*** Metin Bölümü

Birçok insanın benzer duygular yaşadığını bilin
Yalnız değilsiniz, hemen hepimiz benzer durumlar yaşıyoruz. Hepimizi aynı gemideyiz. Covid-19 salgının ilk günlerini hatırlayın. Tüm dünyadaki bireyler, din, dil, ırk farkı gözetmeksizin benzer duygusal, düşünsel, davranışsal süreçlerden geçmiştik. Travma din, dil, ırk ayırt etmez. Hepimiz etkilendik, etkileniyoruz. Bu durum birlik ve beraberliğin böyle bir dönemde neden her zamankinden bile daha önemli olduğunu bize hatırlatmalı.
Günlük rutinlerinizi sürdürmeye çalışın
Durumunuz elverdiğince en kısa sürede günlük rutinlerinize dönün. İşinize, okulunuza gidin. Yapmaktan keyif aldığınız, size iyi geldiğini bildiğiniz davranışları, aktiviteleri yapmaya devam edin. Bu, insafsız ve umarsız olduğunuz anlamına gelmez. Oradaki insanlara acı çekerek yardımcı olamazsınız. Travma mağdurlarına elinizden gelen desteği vererek yardımcı olabilirsiniz, acı çekerek değil.
Sadece güvenilir kaynaklardan gelen bilgiye inanın, siz de sadece güvenilir kaynaktan gelen bilgiyi diğerlerine iletin
Deprem gibi kitlesel travmalarda ortalıkta bir bilgi kirliliği olur. Çoğu insan, aslında tamamen iyi niyetli olarak duyduğu bilgileri kaynağının güvenilirliğini kontrol etmeden paylaşma telaşına düşer. Oysa bu tarz travmalarda sakinliği korumak ve bilgi kirliliğine aracı olmamak çok önemlidir. Doğru kaynaktan gelen hızlı bir bilgi hayat kurtarıcı olabilir. Gereksiz ve gerçek olmayan bilgiler hayati bilgilerin gözden kaçmasına neden olabilir. İnsanları gereksiz şekilde telaşlandırabilir, hatta galeyana getirebilir. Birlik ve beraberliğin bozulmasına, kaosa yol açabilir.
Sosyal ve görsel medyada paylaşılan görüntülerden olabildiğince uzak durum
Yazının başlarında dolaylı yoldan travmaya maruz kalmanın en temel yollarından birinin sosyal ve görsel medyadaki görüntülere tekrar tekrar maruz kalmak olduğunu belirtmiştim. Enkaz kaldırma, arama, kurtarma çalışmalarını izlemek, enkaz altından çıkarılan yaralı insanları görmek, acılı insanların feryatlarını dinlemek travmanın etkisini daha fazla hissetmenize neden olacaktır. Olan biteni takip etmek istiyorsanız görsel ve sosyal medyadan çok yazılı medyayı takip edin. Elbette ki yukarıda söylediğim gibi takip ettiğiniz kaynakların güvenilirliğinden emin olun. Çocuklarınızın da depremle ilgili görüntülere maruz kalmasına engel olun.

******
*** Kayıtlı Bilgiler

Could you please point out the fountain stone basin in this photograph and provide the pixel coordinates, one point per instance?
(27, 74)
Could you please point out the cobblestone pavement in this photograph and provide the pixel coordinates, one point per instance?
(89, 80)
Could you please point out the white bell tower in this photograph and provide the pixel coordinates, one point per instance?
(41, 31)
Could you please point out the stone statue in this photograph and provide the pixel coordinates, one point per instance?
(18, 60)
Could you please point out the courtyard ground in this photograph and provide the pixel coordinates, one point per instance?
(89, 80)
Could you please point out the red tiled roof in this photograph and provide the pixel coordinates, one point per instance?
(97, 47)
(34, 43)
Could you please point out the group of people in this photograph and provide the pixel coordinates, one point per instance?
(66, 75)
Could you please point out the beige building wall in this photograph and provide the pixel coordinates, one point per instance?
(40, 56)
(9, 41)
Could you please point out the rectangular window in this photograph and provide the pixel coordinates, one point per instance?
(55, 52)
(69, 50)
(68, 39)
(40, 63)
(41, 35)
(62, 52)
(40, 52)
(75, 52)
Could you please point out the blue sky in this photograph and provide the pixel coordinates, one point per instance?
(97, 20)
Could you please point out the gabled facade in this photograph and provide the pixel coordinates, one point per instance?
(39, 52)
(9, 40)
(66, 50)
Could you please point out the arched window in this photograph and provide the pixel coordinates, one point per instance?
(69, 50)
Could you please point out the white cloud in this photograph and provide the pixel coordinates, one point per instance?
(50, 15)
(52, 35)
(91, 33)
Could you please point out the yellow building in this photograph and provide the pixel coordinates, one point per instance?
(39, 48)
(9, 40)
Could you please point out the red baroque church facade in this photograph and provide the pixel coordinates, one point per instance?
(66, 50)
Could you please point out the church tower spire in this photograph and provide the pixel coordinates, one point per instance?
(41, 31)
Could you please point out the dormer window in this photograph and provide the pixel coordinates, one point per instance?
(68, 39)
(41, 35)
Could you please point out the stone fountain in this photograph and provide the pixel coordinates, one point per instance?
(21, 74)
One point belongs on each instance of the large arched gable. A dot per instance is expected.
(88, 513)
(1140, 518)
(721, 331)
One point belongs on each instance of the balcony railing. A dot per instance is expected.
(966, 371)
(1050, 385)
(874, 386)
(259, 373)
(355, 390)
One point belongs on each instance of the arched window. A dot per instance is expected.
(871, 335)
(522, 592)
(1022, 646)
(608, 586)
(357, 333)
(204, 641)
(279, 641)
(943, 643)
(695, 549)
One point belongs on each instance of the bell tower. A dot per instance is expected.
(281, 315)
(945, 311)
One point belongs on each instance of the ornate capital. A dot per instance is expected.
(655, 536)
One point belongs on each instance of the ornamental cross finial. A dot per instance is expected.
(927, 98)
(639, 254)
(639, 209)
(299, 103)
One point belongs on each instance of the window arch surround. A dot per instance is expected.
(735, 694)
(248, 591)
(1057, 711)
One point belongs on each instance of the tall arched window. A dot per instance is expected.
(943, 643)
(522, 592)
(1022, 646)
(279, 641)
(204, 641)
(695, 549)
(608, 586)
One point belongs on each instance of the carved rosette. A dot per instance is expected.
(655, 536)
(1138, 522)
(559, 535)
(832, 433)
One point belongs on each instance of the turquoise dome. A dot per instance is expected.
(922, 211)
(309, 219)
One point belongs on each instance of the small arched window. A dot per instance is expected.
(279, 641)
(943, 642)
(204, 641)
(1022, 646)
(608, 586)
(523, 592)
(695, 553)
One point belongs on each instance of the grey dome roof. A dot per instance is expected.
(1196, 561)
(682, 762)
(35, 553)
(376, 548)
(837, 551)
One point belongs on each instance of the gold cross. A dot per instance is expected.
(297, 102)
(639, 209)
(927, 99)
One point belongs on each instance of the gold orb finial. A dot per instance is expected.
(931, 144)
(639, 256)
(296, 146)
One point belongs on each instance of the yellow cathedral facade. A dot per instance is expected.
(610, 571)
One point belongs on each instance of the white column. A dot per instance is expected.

******

→ Etkinlik 1
Travmayla başa çıkma önerilerini içeren metin bölümüne göre, olan biteni takip etmek isteyenlerin görsel ve sosyal medya yerine hangi medyayı izlemesi öneriliyor?
→ Etkinlik 2
Travmayla başa çıkma önerilerini içeren metin bölümünü son cümlesinden sonra aynı üslupla sürdürün.

→ Yanıt 1
Yazılı medyayı takip etmeleri öneriliyor.

→ Yanıt 2
Sosyal destek ağınızı sürdürün, kendinizi izole etmeyin
Travmanın kişiyi yalnızlaştırıcı etkisinden yukarıda bahsetmiştim. Oysa bu dönem yalnız kalmak, kendini diğerlerinden izole etmek travmanın etkisini daha çok yaşamanıza neden olur. Dostlarınızı, yakınlarınızı arayın. Onlarla buluşun, görüşün. Evde yalnız başınıza oturup sürekli travma görüntülerini izlerseniz bahsettiğim belirtileri daha yoğun yaşarsınız.
Duygu ve düşüncelerinizi güvendiğiniz kişilerle paylaşın, yazıya dökün
Akut stres reaksiyonun travma sonrası stres bozukluğuna dönüşmesindeki en önemli risk etkeni kaçınmadır. Yukarıda da bahsettiğim gibi kaçınmanın bir belirtisi de travmanın yarattığı duygular ve düşüncelerden kaçınmadır. Eğer bu konuda konuşursanız acınızın daha da artacağını düşünüyorsanız yanılıyorsunuz. Paylaşılan acı azalır. Güvendiğiniz bir yakınınızla depremle ilgili duygu ve düşüncelerinizi paylaşın. Bu noktada aman dikkat: aldığınız ve izlediğiniz haberleri paylaşın demiyorum. Bunu yaparsanız yakınınızı da gereksiz bilgi kirliliğine maruz bırakmış olursunuz.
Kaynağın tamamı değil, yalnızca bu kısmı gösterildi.